BEGIN Provided records
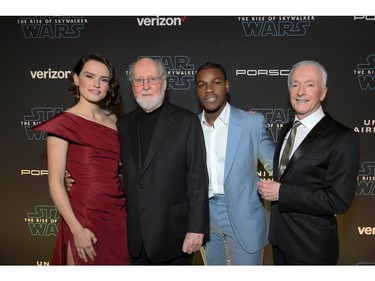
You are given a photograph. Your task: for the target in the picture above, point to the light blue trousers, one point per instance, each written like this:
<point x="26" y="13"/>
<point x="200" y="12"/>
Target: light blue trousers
<point x="223" y="247"/>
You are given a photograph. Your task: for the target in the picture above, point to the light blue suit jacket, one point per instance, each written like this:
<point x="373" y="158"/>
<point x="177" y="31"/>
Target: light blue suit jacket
<point x="248" y="141"/>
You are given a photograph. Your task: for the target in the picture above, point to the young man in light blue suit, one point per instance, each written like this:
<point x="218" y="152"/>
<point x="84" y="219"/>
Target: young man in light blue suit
END Provided records
■ Exercise: Pull every row above out word for word, leaving the picture out of your answer.

■ Solution:
You are given a photograph. Your task: for the target in the picture above, point to the light blue trousers, one point per instance, each written like this:
<point x="26" y="13"/>
<point x="200" y="12"/>
Target: light blue trousers
<point x="223" y="247"/>
You are given a photograph. Your task: for the target in the picture above, point to the light blue suit jacket, one point per instance, each written like this:
<point x="373" y="158"/>
<point x="177" y="31"/>
Target: light blue suit jacket
<point x="248" y="141"/>
You are given a photograph. Your task: for the target in the picture above, point to the young man in light blue suit, one point per instance, each written like this:
<point x="218" y="152"/>
<point x="84" y="219"/>
Target: young man in light blue suit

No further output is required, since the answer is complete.